→ Passage for review:
--------------------------------

Francis Xavier's. When Tennessee was seven, the sunlit backyards of
his boyhood were exchanged for rows of St. Louis brick flats the color
of "dried blood and mustard." The change was shattering for Williams,
and he was to make of the South a mythic past, an expulsion for Eden.
His mother, whom Tennessee always called "Miss Edwina," nourished the
myth with illusory memories of a grand and gracious heritage. His
father was a gruff and aggressive traveling shoe salesman, who, on
rare home stays, taunted his son as a sissy and called him "Miss
Nancy." His older sister Rose, an imaginative muse to Williams,
tragically retreated into schizophrenia until a prefrontal lobotomy in
1937 immured her in a perpetual mental twilight.
In his highly autobiographical The Glass Menagerie, Williams tenderly
exorcised the painful burden of his family history. When the pay
opened on Broadway in 1945, it galvanized a theater that had exhausted
its creative momentum. Onto this becalmed stage, Williams brought a
kind of drama that reflected an entire generations' failure of nerve,
and touched the exposed nerve ends.
It combined three basic elements: Chekhovian sensibility, with that
playwright's rueful portrait of the hero as antihero; the Freudian
irrational unconscious, with the wayward id buffeting the will-less
ego; and the romantic temperament, which Classicist Gilbert Murray
called "the glorification of passion--any passion--just because it is
violent, overwhelming, unreasonable."
Passion is also the heart's blood of the theater, and Williams is to
the stage what a lion is to the jungle. At its best, his dialogue
sings with a tone-poem eloquence far from the drab disjunctive
patterns of everyday talk. He is an electrifying scenewright simply
because his people are the sort who are born to make scenes,
explosively and woundingly. In Cat on a Hot Tin Roof, Bid Daddy jerks
the crutch out from under his son Brick's arm and sends him sprawling
in agony; a few minutes later Brick kicks the life out of Big Daddy by
telling the old man that he is dying of cancer. Williams' vibrantly
durable characters stalk the mind. Try to forget Maggie the Cat, or
Blanche DuBois or Big or Stanley Kowalski, the hairy ape in a T Shirt.
Williams was also a moral symbolist. His earthy characters journey
over a landscape that pulses with the strifetorn dualities of human
nature. The duel is between God and the Devil, love and death, the
flesh and the spirit, innocence and corruption, light and darkness,
the eternal Cain and the eternal Able. In the American tradition,
this links Williams to three 19th century moral symbolists:
Hawthorne, Poe and Melville.
As a playwright, Williams had the minor defects of his major virtues.
He sometimes ran a purple ribbon through his typewriter and gushed
where he should have dammed. Occasionally, his characters were too
busy striking attitudes to hit hones veins of emotion. His symbols
sometimes multiplied like fruit flies and almost as mindlessly. His
chief danger was the unhealthy narcissism of most modern art, whose
tendency has been to gaze inward and contemplate the artists' ego, as
well as his navel, to the point of myopia and hallucination. Almost
inevitably, he suffered the attrition of dramatic power that affects
most playwrights after the age of 50.
In the greatest drama, Greek and Shakespearean, there is a final
reconciliatory acceptance of man's fate. Williams could not achieve
that exalting serenity of vision. "Hell is yourself," he said more
than once, and the only redemption he knew of was "when a person puts
himself aside to feel deeply for another person." In the finest
moments of his finest plays, Williams achieves the lesser, but
genuine, catharsis of self-transcendence. In breaking out of the
imprisoning cycle of self-concern, the playwright and his characters
evoke a line from Ecclesiastes: "To him that is joined to all the
living there is hope. . ."
Tennessee Williams is no longer joined to the living. At one point in
Streetcar, Blanche pleads with her sister not to "Hang back with the
brutes," saying, "such kinds of new light have come into the world
since then!" Williams was one of the bearers of that light.

--------------------------------

→ Record set:
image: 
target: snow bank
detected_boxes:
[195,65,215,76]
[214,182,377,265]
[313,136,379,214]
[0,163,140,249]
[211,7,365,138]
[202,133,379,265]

--------------------------------

→ Questions on the material:
A) Answer each question from the piece on Tennessee Williams above:
(i) What did Williams's father call him when taunting him?
(ii) In what year did his sister Rose undergo a prefrontal lobotomy?
(iii) Which three 19th-century moral symbolists does the piece link Williams to?
B) List every Williams play that the piece on Tennessee Williams names by title.

→ Responses to the exercise:
A)
(i) "Miss Nancy."
(ii) 1937.
(iii) Hawthorne, Poe and Melville.

B)
The Glass Menagerie
Cat on a Hot Tin Roof
Streetcar